Data records:
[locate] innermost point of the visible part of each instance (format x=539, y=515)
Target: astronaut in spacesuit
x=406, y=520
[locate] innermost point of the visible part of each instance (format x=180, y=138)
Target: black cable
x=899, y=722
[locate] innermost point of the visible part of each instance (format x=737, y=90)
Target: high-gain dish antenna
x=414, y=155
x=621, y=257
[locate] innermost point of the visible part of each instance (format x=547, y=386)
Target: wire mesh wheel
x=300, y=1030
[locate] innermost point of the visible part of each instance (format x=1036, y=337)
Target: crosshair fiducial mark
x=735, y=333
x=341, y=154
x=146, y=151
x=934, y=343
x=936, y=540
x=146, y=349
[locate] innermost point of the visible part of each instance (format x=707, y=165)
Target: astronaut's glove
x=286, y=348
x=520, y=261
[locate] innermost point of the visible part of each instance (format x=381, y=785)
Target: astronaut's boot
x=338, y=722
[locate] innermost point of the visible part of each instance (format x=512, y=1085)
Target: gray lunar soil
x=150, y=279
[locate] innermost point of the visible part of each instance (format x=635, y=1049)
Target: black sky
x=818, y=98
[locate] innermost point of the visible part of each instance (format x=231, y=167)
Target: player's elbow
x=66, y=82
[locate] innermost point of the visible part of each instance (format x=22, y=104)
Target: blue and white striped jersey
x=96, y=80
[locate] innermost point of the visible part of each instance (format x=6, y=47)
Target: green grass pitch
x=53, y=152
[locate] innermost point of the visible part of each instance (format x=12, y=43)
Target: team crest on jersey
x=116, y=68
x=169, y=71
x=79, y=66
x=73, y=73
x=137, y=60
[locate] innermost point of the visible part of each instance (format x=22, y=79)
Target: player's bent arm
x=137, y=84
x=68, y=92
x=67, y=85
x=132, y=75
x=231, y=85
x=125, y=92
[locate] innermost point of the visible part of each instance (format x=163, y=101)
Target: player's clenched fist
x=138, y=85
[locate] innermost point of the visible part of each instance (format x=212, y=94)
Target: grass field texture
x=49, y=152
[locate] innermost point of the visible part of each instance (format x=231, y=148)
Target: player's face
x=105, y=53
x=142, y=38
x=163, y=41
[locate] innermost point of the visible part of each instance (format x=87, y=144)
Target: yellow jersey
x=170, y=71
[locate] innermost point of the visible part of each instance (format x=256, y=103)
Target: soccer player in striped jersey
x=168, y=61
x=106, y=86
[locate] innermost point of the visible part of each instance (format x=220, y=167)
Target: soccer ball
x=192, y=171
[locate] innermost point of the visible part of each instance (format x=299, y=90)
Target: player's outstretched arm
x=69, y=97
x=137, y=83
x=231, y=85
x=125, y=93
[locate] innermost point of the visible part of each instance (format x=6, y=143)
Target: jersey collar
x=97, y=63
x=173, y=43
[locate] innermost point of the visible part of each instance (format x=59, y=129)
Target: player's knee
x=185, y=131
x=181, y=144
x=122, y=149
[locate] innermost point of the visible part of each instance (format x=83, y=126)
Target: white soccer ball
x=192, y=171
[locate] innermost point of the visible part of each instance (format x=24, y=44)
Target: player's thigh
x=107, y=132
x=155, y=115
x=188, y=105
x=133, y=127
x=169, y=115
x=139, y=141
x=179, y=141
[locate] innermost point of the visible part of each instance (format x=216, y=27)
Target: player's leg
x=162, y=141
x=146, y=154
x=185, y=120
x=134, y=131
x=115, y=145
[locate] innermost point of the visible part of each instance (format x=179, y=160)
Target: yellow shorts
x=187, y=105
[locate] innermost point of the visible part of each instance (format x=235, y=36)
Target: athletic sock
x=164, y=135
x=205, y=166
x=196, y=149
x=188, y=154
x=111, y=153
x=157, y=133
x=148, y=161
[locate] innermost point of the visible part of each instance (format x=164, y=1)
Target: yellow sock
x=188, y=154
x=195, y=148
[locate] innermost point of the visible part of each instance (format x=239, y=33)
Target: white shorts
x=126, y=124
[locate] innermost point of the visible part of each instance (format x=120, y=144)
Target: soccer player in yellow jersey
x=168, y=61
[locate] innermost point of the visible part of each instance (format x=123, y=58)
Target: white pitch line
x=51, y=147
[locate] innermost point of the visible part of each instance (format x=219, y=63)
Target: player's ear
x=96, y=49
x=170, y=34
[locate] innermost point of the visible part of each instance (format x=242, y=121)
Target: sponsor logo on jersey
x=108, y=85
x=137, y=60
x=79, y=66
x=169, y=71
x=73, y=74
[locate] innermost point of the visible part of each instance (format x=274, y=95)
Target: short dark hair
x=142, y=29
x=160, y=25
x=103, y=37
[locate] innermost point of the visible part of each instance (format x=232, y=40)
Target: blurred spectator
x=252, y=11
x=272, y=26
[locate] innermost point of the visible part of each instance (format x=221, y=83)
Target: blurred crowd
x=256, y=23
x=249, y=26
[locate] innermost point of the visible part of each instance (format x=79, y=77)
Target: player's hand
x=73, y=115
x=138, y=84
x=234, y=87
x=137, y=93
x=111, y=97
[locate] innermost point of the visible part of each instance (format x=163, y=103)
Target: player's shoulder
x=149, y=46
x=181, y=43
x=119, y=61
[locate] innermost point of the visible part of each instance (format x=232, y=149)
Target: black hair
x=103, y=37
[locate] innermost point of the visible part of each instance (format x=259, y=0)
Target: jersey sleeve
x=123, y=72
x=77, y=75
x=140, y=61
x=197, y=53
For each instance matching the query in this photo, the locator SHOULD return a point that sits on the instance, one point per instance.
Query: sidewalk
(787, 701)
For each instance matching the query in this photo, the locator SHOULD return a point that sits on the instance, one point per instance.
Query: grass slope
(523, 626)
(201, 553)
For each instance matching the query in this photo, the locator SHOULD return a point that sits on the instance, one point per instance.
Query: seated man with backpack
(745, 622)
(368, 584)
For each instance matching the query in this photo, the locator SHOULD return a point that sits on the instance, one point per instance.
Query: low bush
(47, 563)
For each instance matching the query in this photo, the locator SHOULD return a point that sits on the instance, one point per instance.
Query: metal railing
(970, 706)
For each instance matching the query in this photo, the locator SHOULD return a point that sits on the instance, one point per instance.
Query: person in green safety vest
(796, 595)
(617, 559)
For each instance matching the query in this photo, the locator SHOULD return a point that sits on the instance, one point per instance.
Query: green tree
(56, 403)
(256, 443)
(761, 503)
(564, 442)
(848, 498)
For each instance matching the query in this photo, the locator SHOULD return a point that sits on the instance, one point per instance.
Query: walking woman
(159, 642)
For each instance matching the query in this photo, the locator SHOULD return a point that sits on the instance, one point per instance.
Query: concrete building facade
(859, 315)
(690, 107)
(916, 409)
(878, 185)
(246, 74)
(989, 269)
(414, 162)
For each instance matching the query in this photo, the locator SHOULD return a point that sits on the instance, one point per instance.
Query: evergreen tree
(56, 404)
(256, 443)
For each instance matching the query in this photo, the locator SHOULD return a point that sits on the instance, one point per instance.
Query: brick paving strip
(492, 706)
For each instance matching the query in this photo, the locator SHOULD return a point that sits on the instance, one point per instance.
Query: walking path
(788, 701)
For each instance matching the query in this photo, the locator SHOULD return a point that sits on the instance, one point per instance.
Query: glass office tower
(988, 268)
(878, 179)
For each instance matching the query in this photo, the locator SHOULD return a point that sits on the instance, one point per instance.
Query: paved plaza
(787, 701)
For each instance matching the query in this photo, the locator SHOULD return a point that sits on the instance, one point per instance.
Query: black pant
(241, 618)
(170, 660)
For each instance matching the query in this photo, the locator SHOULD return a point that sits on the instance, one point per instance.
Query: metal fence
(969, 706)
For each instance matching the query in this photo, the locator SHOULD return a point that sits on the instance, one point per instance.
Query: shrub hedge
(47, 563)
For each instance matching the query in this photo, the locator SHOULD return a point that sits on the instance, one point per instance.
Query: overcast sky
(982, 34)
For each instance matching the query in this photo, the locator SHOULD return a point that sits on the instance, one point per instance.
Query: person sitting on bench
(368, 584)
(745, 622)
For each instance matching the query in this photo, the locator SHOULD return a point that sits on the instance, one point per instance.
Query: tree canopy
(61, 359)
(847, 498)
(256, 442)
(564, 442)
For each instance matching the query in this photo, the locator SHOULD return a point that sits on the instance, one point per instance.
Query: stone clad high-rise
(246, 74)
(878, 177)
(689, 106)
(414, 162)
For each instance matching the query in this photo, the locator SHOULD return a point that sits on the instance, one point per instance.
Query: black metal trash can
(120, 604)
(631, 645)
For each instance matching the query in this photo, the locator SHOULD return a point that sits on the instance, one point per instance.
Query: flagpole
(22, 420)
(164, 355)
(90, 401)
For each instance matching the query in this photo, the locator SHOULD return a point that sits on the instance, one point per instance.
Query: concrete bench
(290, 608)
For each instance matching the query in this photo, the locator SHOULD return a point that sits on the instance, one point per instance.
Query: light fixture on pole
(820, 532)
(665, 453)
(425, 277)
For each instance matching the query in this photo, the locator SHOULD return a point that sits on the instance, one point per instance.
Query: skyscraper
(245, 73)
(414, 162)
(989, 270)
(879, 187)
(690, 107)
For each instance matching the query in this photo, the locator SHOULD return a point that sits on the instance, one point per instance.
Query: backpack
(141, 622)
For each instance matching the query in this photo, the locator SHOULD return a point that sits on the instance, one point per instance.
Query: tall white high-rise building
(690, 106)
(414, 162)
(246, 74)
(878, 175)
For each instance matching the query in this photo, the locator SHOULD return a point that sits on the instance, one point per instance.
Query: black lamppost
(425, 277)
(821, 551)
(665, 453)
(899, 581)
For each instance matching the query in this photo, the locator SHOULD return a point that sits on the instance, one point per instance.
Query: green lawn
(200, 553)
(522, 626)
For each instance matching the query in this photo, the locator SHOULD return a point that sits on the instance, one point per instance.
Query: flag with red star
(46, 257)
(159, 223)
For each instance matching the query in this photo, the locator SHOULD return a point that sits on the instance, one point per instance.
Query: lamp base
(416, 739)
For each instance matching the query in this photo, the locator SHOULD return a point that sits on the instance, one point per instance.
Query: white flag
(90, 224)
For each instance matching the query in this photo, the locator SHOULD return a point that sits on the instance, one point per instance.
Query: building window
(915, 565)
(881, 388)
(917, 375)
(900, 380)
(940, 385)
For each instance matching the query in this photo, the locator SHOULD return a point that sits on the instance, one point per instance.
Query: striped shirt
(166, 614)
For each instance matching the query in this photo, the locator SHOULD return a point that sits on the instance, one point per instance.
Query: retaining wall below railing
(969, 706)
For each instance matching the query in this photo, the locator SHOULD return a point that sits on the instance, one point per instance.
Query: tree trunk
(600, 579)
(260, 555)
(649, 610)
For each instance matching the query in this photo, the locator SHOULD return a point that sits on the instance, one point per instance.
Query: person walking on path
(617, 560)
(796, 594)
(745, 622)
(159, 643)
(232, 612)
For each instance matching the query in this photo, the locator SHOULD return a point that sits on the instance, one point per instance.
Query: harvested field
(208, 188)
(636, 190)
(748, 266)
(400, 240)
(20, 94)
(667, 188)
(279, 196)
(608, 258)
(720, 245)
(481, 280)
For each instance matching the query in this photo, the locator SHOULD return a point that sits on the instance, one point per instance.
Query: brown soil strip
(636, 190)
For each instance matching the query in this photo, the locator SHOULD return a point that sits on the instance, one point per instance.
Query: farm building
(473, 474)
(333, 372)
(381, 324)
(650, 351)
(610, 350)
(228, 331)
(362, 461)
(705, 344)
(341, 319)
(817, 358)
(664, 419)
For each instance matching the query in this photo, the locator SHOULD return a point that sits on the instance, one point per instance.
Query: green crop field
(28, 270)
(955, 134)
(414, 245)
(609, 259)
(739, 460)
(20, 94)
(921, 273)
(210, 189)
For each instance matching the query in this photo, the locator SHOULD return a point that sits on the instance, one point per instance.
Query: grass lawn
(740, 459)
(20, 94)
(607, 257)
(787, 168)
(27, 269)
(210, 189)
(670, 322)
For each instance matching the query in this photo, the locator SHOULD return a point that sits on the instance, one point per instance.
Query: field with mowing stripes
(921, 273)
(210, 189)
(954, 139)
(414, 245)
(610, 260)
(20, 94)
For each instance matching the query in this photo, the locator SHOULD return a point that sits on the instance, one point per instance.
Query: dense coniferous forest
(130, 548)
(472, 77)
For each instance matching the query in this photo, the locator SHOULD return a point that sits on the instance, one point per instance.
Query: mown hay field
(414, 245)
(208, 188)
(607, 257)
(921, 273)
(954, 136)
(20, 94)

What to work on:
The answer must be the lines from the one containing "Query: field with mowing stripes" through the last line of the records, copied exactly, with nothing else.

Answer below:
Query: field with mowing stripes
(921, 273)
(210, 189)
(954, 139)
(414, 245)
(610, 260)
(20, 94)
For each instance matching the query in this photo, the locator SHOULD return a point that sits on the instance, one point per instance.
Query: dense coniferous forest
(130, 548)
(472, 77)
For each instance matching the query in this photo, the locator SHOULD return a point that sits on the instance, one point per instance.
Query: mown hay field
(414, 245)
(208, 188)
(607, 257)
(921, 273)
(954, 136)
(20, 94)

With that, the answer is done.